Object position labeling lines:
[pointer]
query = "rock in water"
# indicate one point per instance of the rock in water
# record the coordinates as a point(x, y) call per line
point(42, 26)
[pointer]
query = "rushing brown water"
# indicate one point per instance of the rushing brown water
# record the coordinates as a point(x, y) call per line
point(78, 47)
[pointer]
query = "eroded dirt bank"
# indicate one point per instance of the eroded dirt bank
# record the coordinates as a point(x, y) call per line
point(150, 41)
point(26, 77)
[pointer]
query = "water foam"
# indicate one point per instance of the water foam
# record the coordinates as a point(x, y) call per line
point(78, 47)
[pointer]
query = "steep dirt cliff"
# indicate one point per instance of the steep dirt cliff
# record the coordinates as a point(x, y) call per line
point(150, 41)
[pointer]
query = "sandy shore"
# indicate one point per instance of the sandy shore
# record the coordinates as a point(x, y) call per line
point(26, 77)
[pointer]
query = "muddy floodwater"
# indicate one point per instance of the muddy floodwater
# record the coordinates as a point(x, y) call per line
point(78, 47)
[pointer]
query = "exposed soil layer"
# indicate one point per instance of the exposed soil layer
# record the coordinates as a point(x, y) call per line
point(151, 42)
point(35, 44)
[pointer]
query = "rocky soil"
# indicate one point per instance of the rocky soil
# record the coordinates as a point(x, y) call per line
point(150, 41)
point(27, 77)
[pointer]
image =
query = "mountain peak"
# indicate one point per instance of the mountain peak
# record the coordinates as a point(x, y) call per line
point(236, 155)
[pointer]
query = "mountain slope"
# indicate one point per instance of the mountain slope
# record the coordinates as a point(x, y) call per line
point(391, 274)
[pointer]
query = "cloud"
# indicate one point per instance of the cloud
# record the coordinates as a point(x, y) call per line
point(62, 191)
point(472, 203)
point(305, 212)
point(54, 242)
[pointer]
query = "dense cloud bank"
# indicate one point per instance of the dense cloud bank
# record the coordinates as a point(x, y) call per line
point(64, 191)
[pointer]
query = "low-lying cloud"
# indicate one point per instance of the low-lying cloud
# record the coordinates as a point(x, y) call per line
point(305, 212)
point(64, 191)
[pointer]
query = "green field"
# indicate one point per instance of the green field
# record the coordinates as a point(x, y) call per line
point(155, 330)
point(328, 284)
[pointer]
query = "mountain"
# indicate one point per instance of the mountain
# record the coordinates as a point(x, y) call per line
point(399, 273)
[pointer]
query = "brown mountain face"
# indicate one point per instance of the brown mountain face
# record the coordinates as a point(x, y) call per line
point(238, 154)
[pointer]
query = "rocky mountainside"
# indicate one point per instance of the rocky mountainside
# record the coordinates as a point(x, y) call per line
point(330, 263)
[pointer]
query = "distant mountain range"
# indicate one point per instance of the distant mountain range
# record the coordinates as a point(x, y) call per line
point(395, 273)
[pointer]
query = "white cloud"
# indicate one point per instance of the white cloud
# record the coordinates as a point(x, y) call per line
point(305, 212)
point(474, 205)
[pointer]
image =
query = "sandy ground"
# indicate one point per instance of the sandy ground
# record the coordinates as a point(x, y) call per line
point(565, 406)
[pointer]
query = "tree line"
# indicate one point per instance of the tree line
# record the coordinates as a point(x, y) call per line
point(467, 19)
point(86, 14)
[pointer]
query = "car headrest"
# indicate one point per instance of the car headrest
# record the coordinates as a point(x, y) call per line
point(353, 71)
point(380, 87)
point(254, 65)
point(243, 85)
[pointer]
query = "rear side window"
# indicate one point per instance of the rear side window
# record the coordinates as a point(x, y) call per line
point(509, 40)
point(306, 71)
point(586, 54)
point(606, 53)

- **EXERCISE**
Rewrite all of the lines above, changing "indicate" to "mark" wherever it occurs and leaving everything else untouched.

- **RESPONSE FOR THIS EXERCISE**
[pointer]
query = "rock in water"
# mark one point per instance of the rock in water
# record the coordinates as a point(x, y) call per line
point(42, 26)
[pointer]
query = "rushing brown water"
# mark one point per instance of the rushing brown water
# record the coordinates as a point(x, y) call per line
point(78, 47)
[pointer]
query = "eroded dirt bank"
# mark one point per instance of the eroded dirt bank
# record the coordinates as a point(x, y) call per line
point(150, 41)
point(26, 77)
[pointer]
query = "water foam"
# mark one point per instance of the water foam
# record the coordinates as a point(x, y) call per line
point(78, 47)
[pointer]
query = "steep dirt cliff"
# mark one point per instance of the steep dirt cliff
# record the coordinates as a point(x, y) call per line
point(150, 41)
[pointer]
query = "sandy shore"
# mark one point per instance of the sandy shore
# record the coordinates as a point(x, y) call per line
point(26, 77)
[pointer]
query = "muddy floodwater"
# mark one point per instance of the muddy floodwater
# record the coordinates as a point(x, y) call per line
point(78, 47)
[pointer]
query = "exposed soil layer"
# mark one point per instance of the exposed soil layer
# record the coordinates as a point(x, y) call per line
point(151, 42)
point(35, 44)
[pointer]
query = "rocky soil"
# mark one point per instance of the rocky soil
# record the coordinates as a point(x, y) call per line
point(150, 41)
point(27, 77)
[pointer]
image =
query = "mountain peak"
# mark one point per instance of the mountain peak
# record the coordinates as a point(x, y) call per line
point(236, 155)
[pointer]
query = "mountain slope"
# mark one point per instance of the mountain slope
# record the coordinates as a point(x, y) call per line
point(391, 274)
[pointer]
query = "cloud"
# mark one point per instance of the cloud
# record the coordinates as a point(x, y) call per line
point(62, 191)
point(472, 203)
point(305, 212)
point(54, 242)
[pointer]
query = "dense cloud bank"
# mark one point per instance of the dense cloud bank
# record the coordinates as a point(x, y) call per line
point(64, 191)
[pointer]
query = "low-lying cloud"
# mark one point per instance of the low-lying cloud
# record the coordinates as a point(x, y) call per line
point(305, 212)
point(64, 191)
[pointer]
query = "green field"
# mark one point per instance of the green field
# record the coordinates as a point(x, y) call per line
point(155, 330)
point(328, 284)
[pointer]
query = "mountain"
# mark one point per instance of the mountain
# record the coordinates as a point(x, y) call per line
point(399, 273)
[pointer]
query = "brown mountain face"
# mark one point per instance of the brown mountain face
# record the coordinates as a point(x, y) call per line
point(238, 154)
[pointer]
query = "rocky mountainside"
# mark one point per instance of the rocky mountainside
# record the coordinates as a point(x, y) call per line
point(330, 263)
[pointer]
query = "distant mountain range"
# mark one point per instance of the distant mountain range
# record the coordinates as a point(x, y) call per line
point(395, 273)
[pointer]
query = "white cloud"
# mark one point per instance of the white cloud
# record the coordinates as a point(x, y) call per line
point(305, 212)
point(474, 205)
[pointer]
image =
query = "sandy ground"
# mark one point per instance of the sandy ground
# record the coordinates as a point(x, y) call per line
point(565, 406)
[pointer]
query = "tree line"
# mark one point per instance of the tree line
# record the coordinates as a point(x, y) call per line
point(467, 19)
point(86, 14)
[pointer]
query = "car headrest"
# mark one point per instance of the car headrest
# record the coordinates as a point(x, y) call per line
point(353, 71)
point(380, 87)
point(254, 65)
point(243, 85)
[pointer]
query = "rear side window"
# mark one point per instance of the rear side window
# record the coordinates as a point(x, y) call per line
point(509, 40)
point(306, 71)
point(586, 54)
point(606, 53)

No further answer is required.